§ **TASK REQUIREMENTS**:
a – Answer these questions from the text on Amazon's online pharmacy, one answer per line, marked the same way:
(i) How many prescriptions filled in the U.S. each year does the pharmacy target?
(ii) By what percentages did CVS's and Walgreens' stocks fall?
(iii) What does a store become when a shopper inside it scans a barcode and buys the item on Amazon.com?
b – Continue the text comparing Amazon to Covid-19 from its last sentence.

§ **EXCERPTED TEXT**:
***
This week, Amazon launched its online pharmacy targeting the 3.8 billion prescriptions filled in the U.S. each year. Shares of major pharmacy chains dropped about 10% on the news. Amazon honed this weapon in its Seattle lab and is eagerly unleashing it on retail chains and mom-and-pop pharmacies.
Something struck me while reading this news: Does Amazon remind you of Covid-19? The similarities:
Amazons kills many businesses in industries it touches. Pharmacies are now worried they may go the way of the bookstores and toy shops that Amazon helped put out of business. In my hometown of Rochester, NY, this new online pharmacy is bad news for indie drug stores, as well as hometown favorite Wegmans.
When Covid hit America, the stocks of transportation companies, cruise lines, and movie theaters crashed. Similarly, each time Amazon enters a market, the stocks of that industry tank. Yesterday, CVS’s stock fell 8.6% and Walgreens dipped 9.6%, clipping $12 billion in market value.
Amazon ‘kills’ by activating hosts, otherwise known as Amazon shoppers, inside its retail targets. A host inside an indie store or Walmart can scan a product’s barcode and shop for the item via their mobile phone on Amazon.com. The store becomes a ‘showroom’ for Amazon to take over the retail transaction.
That’s not Amazon’s only fatal feature. If a company sells a large quantity of an item on Amazon, Amazon will reportedly cut out the seller and sell the item itself directly to consumers, thereby killing the seller.
***
§ **DATA**:
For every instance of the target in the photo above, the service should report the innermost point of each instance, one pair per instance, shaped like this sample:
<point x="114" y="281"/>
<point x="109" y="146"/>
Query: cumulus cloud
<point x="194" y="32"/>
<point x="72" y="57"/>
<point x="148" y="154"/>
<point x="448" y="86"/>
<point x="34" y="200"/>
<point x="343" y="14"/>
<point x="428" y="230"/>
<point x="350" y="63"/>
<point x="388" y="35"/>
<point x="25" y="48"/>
***
§ **ANSWERS TO EACH TASK**:
a –
(i) 3.8 billion
(ii) CVS fell 8.6%, and Walgreens fell 9.6%.
(iii) A "showroom" for Amazon

b –
Any powerful pandemic virus has creative ways to spread to more hosts. Amazon calls its contagion strategy the “flywheel.” Amazon Prime, an annual membership program that offers online entertainment and deals on shipping, is a key way to infect more hosts. Once I start watching ‘The Marvelous Mrs. Maisel’ (curses, it is a lovely show!), I tell friends about it, and they can watch by becoming infected...er, I mean subscribing, too.
Two years ago, elected officials in 260 cities participated in a contest to win a new Amazon headquarters. That was akin to officials competing to win a superspreader event. Since that contest, thousands of indie businesses have died off, and the Amazon-19 has reported record revenue and profits. One may ask: why did officials seek to subsidize a retail virus instead of trying to stop it?
On the news each day, leaders speak of the need to protect our communities and the most vulnerable. We hear friends and family that shop on Amazon echo those words. I hope we start doing what we say: for indie businesses in our communities. Because soon, the only spot to buy a prescription against the retail virus may be from the virus itself.